Your task
Report every line of the listing below that contains the word "facade", matching its case exactly.

Record excerpts
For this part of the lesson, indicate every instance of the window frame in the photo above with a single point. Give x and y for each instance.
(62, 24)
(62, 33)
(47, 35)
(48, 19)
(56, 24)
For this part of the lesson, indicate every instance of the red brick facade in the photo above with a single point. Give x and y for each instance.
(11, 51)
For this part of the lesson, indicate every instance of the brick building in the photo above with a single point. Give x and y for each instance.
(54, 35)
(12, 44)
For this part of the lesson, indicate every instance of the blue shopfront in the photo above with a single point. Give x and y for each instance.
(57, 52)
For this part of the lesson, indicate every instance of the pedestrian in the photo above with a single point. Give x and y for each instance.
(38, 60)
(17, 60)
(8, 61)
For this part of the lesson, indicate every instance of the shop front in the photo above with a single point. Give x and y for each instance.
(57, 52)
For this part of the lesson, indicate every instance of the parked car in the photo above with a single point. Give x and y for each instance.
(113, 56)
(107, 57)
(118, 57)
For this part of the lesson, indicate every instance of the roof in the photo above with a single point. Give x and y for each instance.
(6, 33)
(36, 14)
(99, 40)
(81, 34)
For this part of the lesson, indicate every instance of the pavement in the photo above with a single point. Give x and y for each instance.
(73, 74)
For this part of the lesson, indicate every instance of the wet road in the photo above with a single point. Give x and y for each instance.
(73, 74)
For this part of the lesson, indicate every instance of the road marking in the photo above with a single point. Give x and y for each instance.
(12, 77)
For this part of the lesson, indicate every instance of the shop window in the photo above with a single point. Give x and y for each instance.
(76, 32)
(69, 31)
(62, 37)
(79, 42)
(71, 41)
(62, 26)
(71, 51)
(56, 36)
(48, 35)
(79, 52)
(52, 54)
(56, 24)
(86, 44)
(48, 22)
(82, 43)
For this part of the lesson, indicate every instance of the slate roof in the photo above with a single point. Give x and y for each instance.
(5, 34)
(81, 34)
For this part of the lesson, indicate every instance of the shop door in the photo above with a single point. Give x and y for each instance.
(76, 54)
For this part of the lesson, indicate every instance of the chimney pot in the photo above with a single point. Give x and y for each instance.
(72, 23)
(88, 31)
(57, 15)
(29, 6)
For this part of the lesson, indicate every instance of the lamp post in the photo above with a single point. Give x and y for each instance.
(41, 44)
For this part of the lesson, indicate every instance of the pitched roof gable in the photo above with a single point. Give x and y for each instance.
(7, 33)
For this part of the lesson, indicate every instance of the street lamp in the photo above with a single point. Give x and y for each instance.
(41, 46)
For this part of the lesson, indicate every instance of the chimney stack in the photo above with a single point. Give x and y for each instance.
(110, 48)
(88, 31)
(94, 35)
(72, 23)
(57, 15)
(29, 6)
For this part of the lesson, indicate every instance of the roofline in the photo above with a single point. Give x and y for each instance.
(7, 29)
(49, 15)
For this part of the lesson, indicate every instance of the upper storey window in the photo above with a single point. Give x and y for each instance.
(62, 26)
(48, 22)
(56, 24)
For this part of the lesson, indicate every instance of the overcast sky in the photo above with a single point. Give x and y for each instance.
--
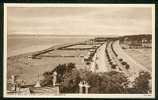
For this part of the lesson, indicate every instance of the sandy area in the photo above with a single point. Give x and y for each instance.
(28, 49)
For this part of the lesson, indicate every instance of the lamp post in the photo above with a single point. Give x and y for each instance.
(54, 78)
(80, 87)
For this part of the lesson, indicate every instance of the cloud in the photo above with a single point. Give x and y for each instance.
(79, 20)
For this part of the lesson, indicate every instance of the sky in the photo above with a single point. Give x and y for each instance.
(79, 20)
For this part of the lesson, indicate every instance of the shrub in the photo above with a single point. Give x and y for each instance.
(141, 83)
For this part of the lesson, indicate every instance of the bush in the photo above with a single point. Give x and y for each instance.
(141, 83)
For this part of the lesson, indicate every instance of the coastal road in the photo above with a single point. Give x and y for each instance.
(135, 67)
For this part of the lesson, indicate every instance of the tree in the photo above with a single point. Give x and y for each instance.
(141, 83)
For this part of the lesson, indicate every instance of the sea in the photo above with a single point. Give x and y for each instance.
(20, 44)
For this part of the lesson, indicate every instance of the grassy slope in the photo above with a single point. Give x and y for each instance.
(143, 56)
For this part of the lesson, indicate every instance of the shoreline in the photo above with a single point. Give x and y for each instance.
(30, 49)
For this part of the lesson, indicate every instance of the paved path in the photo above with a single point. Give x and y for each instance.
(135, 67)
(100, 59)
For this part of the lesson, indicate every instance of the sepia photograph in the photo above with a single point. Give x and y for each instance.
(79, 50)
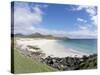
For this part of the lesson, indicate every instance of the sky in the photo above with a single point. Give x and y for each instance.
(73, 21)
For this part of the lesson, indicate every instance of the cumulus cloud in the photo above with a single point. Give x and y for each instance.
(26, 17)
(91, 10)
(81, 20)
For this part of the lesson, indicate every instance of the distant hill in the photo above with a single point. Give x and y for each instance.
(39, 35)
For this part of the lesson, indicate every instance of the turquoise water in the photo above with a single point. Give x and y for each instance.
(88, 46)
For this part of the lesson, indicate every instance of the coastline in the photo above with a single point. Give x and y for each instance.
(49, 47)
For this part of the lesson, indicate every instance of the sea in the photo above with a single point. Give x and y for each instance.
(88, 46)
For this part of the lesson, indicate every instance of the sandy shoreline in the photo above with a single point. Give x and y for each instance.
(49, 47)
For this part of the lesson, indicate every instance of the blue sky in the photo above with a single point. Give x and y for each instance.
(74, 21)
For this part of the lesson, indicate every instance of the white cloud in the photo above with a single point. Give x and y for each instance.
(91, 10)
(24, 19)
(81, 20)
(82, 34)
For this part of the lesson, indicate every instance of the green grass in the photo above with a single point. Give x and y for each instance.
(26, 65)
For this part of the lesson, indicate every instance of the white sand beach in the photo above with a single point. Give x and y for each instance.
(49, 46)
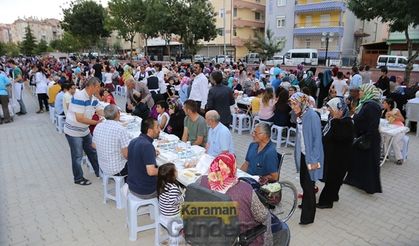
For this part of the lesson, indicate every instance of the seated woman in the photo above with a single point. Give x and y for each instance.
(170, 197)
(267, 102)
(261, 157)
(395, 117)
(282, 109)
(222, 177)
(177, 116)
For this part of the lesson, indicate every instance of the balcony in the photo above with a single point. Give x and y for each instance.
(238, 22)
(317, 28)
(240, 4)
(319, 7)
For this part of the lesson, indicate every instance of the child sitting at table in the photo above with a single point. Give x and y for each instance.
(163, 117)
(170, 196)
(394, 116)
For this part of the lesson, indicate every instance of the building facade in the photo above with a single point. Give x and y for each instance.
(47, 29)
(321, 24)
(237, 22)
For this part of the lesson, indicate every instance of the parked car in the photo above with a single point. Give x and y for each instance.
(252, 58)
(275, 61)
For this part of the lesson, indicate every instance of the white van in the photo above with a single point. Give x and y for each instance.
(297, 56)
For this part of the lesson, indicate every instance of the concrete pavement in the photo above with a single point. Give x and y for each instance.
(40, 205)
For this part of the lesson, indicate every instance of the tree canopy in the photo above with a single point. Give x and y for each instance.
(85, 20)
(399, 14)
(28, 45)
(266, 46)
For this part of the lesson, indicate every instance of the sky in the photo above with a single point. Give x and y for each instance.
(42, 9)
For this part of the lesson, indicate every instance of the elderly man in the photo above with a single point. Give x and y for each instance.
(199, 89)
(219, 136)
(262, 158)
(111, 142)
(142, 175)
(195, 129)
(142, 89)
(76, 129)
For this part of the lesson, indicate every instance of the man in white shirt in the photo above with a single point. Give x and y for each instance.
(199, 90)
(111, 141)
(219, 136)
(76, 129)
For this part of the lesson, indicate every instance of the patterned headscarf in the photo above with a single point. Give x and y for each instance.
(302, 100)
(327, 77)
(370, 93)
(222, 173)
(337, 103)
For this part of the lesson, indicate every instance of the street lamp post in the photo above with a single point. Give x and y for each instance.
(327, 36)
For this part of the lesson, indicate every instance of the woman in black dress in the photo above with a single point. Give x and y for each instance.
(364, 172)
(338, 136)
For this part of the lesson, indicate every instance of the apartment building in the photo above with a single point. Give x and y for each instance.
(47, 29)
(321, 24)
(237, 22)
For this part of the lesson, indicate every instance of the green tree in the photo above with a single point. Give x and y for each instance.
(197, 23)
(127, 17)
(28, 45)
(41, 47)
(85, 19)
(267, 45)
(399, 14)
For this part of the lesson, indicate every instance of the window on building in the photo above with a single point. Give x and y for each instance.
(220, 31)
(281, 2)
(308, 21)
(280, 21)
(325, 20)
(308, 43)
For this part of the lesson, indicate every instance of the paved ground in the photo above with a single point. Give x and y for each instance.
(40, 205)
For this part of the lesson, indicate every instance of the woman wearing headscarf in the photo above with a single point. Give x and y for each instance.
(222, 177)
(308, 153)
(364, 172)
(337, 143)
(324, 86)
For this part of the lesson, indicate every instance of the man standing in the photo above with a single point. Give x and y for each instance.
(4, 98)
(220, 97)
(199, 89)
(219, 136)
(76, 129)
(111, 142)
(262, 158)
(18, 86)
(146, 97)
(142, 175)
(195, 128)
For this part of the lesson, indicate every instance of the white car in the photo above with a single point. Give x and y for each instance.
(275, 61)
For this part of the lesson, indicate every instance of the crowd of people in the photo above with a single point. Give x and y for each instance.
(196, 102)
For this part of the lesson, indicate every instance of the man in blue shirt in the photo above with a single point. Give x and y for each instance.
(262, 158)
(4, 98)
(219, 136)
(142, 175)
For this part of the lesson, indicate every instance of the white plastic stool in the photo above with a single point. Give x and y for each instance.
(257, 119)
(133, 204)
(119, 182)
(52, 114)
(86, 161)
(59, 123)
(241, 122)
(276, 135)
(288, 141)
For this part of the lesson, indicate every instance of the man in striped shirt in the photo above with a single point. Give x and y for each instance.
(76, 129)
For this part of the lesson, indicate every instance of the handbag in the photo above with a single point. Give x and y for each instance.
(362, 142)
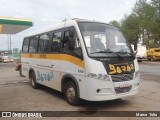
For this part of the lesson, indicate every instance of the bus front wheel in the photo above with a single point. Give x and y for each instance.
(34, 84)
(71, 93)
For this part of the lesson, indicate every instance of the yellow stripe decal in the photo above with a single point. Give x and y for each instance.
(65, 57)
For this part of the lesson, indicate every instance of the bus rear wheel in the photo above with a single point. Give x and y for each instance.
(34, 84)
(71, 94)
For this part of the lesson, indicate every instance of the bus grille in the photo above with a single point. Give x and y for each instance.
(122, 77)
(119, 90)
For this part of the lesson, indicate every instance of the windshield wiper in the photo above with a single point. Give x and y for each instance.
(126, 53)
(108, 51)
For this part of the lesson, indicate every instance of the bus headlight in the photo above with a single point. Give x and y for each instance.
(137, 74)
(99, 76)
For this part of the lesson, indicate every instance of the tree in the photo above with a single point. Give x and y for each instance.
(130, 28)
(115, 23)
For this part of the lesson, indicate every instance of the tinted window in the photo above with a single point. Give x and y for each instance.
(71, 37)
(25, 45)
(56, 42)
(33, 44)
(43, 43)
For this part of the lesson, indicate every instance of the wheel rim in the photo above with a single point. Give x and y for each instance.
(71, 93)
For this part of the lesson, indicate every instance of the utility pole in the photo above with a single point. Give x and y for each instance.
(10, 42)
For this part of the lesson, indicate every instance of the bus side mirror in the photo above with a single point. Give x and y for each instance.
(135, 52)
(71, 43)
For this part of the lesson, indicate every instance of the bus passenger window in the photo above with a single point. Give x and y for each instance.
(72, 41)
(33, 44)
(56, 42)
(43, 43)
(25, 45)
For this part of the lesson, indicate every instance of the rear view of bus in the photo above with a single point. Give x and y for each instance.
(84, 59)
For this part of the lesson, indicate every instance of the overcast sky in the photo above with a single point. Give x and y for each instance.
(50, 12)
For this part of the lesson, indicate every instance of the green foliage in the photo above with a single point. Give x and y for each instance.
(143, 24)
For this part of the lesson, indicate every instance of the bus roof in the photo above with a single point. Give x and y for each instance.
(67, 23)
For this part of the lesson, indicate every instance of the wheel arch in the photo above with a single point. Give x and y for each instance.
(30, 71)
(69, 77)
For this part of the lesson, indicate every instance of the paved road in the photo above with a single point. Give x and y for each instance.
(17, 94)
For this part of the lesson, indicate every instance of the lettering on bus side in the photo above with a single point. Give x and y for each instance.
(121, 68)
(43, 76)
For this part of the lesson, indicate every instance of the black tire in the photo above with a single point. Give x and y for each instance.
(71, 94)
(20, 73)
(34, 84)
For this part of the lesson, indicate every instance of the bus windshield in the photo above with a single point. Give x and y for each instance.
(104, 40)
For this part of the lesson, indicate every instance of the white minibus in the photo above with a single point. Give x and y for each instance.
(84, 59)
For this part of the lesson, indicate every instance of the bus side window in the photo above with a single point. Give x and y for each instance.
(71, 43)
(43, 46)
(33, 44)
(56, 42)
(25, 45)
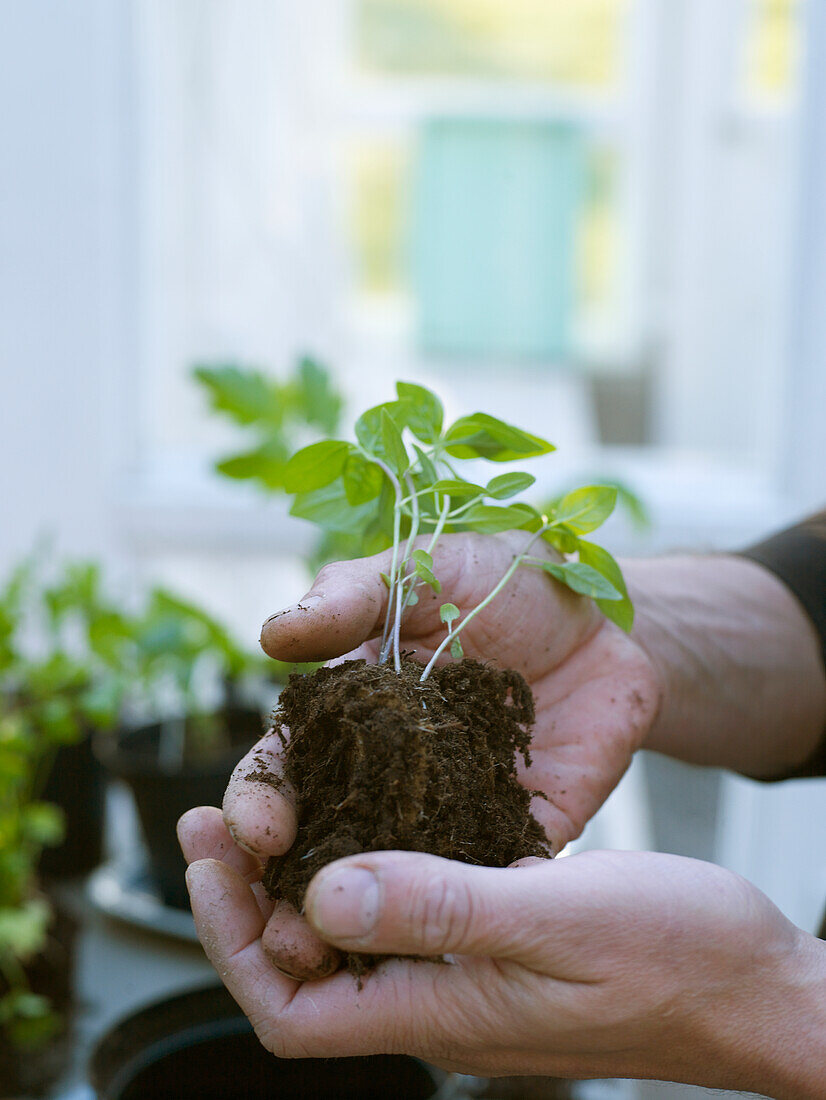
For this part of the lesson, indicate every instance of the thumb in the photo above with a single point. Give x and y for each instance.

Answer in full
For this part of the lesson, indicate every instance of the red brick facade in the photo above with a single point. Give x and y for each instance.
For this part of the lesson, indicate every instance of the building facade in the photo above with a single point. Give x and y for each instance.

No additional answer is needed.